▸ **Text block**
Ah yes - that's MUCH simpler.

 

[George Jones]

I haven't worked the problem through to the bitter end, but from what pervect has done, and from my own cursory analysis, the algebra still looks rather messy.

It might help to express r as a multiple of 2M, i.e., to make the change of variable x = r/(2M). Also, using actual numbers for the x's (and thus E) might help.

Just a couple of thoughts - I don't know how useful they are.

Regards,
George

 

[pervect]

I haven't worked the problem through to the bitter end, but from what pervect has done, and from my own cursory analysis, the algebra still looks rather messy.
It might help to express r as a multiple of 2M, i.e., to make the change of variable x = r/(2M). Also, using actual numbers for the x's (and thus E) might help.
Just a couple of thoughts - I don't know how useful they are.
Regards,
George

I've played around with the problem some more too, and it still comes out to a very messy intergal, even with your suggestions.

If we let u = r/2M, and k = r2/2m, we can, with a bit of messing around, find

du/dt = f(u), so we can find t by integrating du/f(u). Messing around consists of changing the variables, then taking du/dt = (du/dr) (dr/dtau) / (dt/dtau).

f(u) is not terribly complex, but du/f(u) is difficult to integrate :-(, the computer doesn't want to come up with a correct closed-form intergal (neither do I :-)).

$$f(u) = \frac{ (u-1) \, \sqrt{1-\frac{u}{k}}}{2M u^{1.5} \sqrt{1-\frac{1}{k}}}$$

 

[DiamondGeezer]

Hmmm. I'm going to have to look at this problem a bit more closely. It's apparent that the moving ship won't measure the same distance from r_1 to r_2 as the ship at r_1

From the viewpoint of the ship at r_1, the moving ship travels (inertially) a distance of
$$\Delta r = \int_{r_1}^{r_2} \frac {dr }{(1- \frac{2M}{r})^ \frac{1}{2}}$$

This becomes
$$\Delta r = \int_{r_1}^{r_2} \frac { r^ \frac{1}{2} dr}{(r-2M)^ { \frac{1}{2}} }$$

Substituting $$r = z^2$$

$$\Delta r = \int_{z_1}^{z_2} \frac { 2z^2 dz}{(z^2-2M)}$$

-> $$\Delta r = z(z^2 - 2M)^ \frac{1}{2} +2M \log_e \abs {z+(z^2-2M)^ \frac{1}{2})$$

...from z1 to z2

So the round trip should be twice this value (by symmetry).

▸ **Listing**
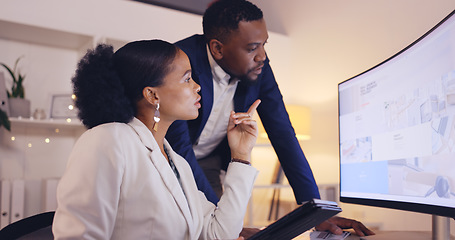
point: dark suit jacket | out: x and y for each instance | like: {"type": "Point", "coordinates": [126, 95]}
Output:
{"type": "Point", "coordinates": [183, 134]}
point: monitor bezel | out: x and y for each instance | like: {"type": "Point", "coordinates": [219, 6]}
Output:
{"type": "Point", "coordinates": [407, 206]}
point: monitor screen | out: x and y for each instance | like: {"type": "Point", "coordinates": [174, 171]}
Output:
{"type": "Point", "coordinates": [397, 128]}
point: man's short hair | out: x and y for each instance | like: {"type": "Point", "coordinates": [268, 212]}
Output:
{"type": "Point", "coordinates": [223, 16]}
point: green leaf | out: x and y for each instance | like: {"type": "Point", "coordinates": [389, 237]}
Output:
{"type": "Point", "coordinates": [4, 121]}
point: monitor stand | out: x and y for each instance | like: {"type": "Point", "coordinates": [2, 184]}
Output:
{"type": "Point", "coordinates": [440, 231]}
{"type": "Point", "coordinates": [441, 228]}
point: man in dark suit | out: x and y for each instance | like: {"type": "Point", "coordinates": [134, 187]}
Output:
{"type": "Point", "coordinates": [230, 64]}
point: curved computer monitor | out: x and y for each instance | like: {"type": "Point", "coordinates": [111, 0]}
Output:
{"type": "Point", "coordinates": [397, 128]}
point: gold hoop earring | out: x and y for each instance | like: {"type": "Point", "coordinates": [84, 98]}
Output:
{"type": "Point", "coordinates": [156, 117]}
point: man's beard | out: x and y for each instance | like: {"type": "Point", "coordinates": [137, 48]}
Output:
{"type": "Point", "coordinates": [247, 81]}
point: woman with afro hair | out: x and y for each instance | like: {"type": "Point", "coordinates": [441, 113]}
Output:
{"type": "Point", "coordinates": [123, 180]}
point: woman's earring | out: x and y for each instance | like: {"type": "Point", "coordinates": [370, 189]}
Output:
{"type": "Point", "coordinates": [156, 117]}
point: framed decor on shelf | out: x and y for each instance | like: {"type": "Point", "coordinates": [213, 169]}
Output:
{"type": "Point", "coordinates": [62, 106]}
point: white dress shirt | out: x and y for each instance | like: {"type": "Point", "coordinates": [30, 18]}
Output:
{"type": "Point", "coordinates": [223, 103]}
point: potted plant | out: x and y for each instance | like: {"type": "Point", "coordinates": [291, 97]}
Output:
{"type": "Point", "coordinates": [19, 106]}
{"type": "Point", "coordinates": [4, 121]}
---
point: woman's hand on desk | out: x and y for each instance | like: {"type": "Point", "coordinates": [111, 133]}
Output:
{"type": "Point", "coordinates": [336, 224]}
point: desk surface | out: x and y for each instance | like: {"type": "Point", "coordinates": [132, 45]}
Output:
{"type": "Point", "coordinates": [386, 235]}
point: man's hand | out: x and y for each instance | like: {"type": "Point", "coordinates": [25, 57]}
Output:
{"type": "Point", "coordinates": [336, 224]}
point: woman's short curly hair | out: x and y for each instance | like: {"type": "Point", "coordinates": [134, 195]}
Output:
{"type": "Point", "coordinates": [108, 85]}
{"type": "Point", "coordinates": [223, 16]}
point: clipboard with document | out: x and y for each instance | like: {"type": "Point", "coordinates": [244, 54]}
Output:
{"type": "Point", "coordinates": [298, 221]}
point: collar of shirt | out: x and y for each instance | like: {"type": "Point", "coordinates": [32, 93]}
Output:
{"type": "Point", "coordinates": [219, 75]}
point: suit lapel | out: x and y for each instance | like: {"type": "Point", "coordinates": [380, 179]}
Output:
* * *
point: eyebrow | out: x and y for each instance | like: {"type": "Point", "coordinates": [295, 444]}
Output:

▸ **Task list**
1 – Edit the forum thread between "Substituting $$r = z^2$$" and "value (by symmetry).", inclusive, so that "round trip" becomes "return journey".
2 – In the forum thread, what change of variable does George suggest?
3 – Carry the forum thread on from its last line.
The records aren't needed for anything here.

▸ **Answers**
1 –
Substituting $$r = z^2$$

$$\Delta r = \int_{z_1}^{z_2} \frac { 2z^2 dz}{(z^2-2M)}$$

-> $$\Delta r = z(z^2 - 2M)^ \frac{1}{2} +2M \log_e \abs {z+(z^2-2M)^ \frac{1}{2})$$

...from z1 to z2

So the return journey should be twice this value (by symmetry).

2 – x = r/(2M), which expresses r as a multiple of 2M.

3 –
And so to the time bit...

 

[George Jones]

I'm going to try and see what happens if $$r_{1} = 8M$$ and $$r_{2} = 18M$$. First I'm going to calculate the proper time taken by a radially freely falling observer that moves from $$r_{1}$$ to $$r_{2}$$ and back to $$r_{1}$$, then I'm going to calculate the coordinate time $$t$$ time taken, and, finally, I'm going to calculate the proper time measured by an observer that hover at constant $$r = r_{1}$$.

Please check my work!

For any observer moving radially, the Schwarzschild metric gives

$$d \tau^{2} = \left( 1 - \frac{2M}{r} \right) dt^{2} - \left( 1 - \frac{2M}{r} \right)^{-1} dr^{2}.$$

Also, as stated in previous post, the constant

$$E = \left( 1 - \frac{2M}{r} \right) \frac{dt}{d \tau}$$

is determined by

$$E = \sqrt{1 - \frac{2M}{r_{2}}}.$$

Taking $$r_{2} = 18M$$ gives

$$E = \frac{2 \sqrt{2}}{3},$$

which in turn gives that

$$\frac{dt}{d \tau} = \frac{2 \sqrt{2}}{3} \left( 1 - \frac{2M}{r} \right)^{-1}.$$

This can be used to eliminate: $$dt$$ when calculating the freely falling proper time; $$d \tau$$ when calculating the elapsed coordinate time.

Calculate proper time for freely falling observer.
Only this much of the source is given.